EXERCISE DIRECTIONS:
Swap "single dot" for "single point" in the part of the material that opens with the line containing "the brick house" and closes with the line containing "[(206, 220)]". Write out only that part, leaving everything else in it unchanged.

☆ ☆ ☆

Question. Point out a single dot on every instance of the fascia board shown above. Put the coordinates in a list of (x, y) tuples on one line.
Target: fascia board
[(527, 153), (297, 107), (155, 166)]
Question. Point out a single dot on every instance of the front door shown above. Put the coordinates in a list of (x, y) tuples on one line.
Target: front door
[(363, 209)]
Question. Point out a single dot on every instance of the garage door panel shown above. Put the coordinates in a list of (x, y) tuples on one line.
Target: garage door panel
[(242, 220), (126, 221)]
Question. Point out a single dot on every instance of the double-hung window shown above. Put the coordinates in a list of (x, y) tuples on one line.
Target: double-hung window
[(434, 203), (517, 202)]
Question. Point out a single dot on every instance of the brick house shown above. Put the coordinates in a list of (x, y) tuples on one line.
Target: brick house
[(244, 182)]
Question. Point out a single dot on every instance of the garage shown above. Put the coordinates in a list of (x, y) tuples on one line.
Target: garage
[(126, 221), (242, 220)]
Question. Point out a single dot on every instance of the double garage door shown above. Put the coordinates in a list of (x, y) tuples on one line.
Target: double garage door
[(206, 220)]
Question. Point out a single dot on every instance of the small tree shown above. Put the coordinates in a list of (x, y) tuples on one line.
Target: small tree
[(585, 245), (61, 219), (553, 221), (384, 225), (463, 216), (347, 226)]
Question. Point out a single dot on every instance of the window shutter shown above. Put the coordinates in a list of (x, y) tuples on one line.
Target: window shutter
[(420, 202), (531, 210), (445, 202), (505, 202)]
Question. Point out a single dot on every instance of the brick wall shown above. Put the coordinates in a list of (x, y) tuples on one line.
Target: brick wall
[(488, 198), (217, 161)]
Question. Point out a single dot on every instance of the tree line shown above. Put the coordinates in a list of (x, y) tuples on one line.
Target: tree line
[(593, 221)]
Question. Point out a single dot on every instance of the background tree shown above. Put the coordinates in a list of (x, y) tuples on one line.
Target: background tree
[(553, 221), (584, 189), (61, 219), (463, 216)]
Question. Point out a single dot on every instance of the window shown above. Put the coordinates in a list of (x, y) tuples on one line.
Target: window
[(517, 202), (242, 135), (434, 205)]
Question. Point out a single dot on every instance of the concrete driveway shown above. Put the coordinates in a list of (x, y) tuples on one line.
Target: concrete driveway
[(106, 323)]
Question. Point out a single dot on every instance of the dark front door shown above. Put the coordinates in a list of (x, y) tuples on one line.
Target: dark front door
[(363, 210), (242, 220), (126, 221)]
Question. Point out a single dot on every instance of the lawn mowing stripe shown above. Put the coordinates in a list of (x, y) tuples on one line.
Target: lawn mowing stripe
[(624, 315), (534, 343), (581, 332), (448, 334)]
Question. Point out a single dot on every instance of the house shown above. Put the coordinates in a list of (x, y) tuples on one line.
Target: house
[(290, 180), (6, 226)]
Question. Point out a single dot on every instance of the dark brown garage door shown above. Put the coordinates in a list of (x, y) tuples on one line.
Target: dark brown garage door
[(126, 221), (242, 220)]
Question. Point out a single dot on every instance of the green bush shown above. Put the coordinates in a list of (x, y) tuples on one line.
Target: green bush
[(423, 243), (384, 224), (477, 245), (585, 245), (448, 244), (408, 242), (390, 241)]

☆ ☆ ☆

EXERCISE SOLUTION:
Question. Point out a single point on every instance of the brick house shown above. Put the coordinates in a list of (x, y) tuples on one line.
Target: brick house
[(244, 182)]
Question. Point out a single point on every instance of the garage shown above. Put the coordinates in a list of (x, y) tuples on one line.
Target: garage
[(126, 221), (242, 220)]
Question. Point out a single point on every instance of the double garage door shown above. Put the coordinates in a list of (x, y) tuples on one line.
Target: double garage door
[(206, 220)]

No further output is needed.